[Texte fourni]

________

La décision d’hospitalisation est prise en fonction du degré d’agitation, de sa durée, des possibilités de la réduire sur place. Elle dépend aussi de la pathologie en cause et des risques ultérieurs prévisibles : passages à l’acte auto ou hétéro-agressifs.

En ce qui concerne l’accord du malade pour cette hospitalisation, il dépend essentiellement de sa capacité à consentir aux soins. Les procédures d’hospitalisation en psychiatrie sont prévues par la loi du 27 juin 1990. Il faut trois conditions pour appliquer cette loi et hospitaliser un patient contre son gré :

– existence d’un danger ;

– existence d’un trouble psychiatrique ;

– lien direct entre les deux.

Le cadre légal de ces hospitalisations sans consentement prend en compte non seulement la protection de la société mais aussi, et surtout, celle du patient, ce que ne réalise guère un grand nombre de défenseurs des libertés individuelles.

La psychiatrie publique en France est sectorisée.

Le secteur est défi ni par un territoire et une population.

________

[Informations affichées]

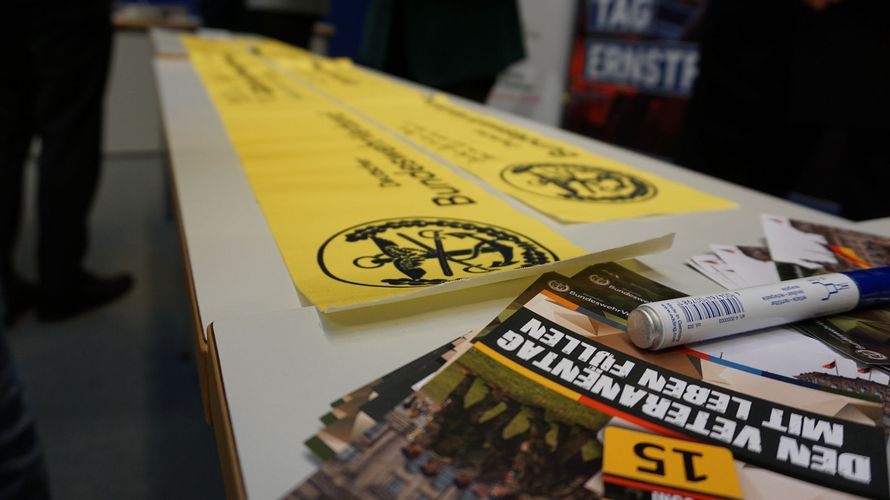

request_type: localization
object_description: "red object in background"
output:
[562,0,701,159]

________

[Consigne 1] Pouvez-vous traduire en anglais cette phrase du texte fourni : « La psychiatrie publique en France est sectorisée. » ?
[Consigne 2] D'après le texte fourni, quelle loi prévoit les procédures d'hospitalisation en psychiatrie ?

[Réponse rédigée 1] Public psychiatry in France is organized into sectors.

[Réponse rédigée 2] La loi du 27 juin 1990.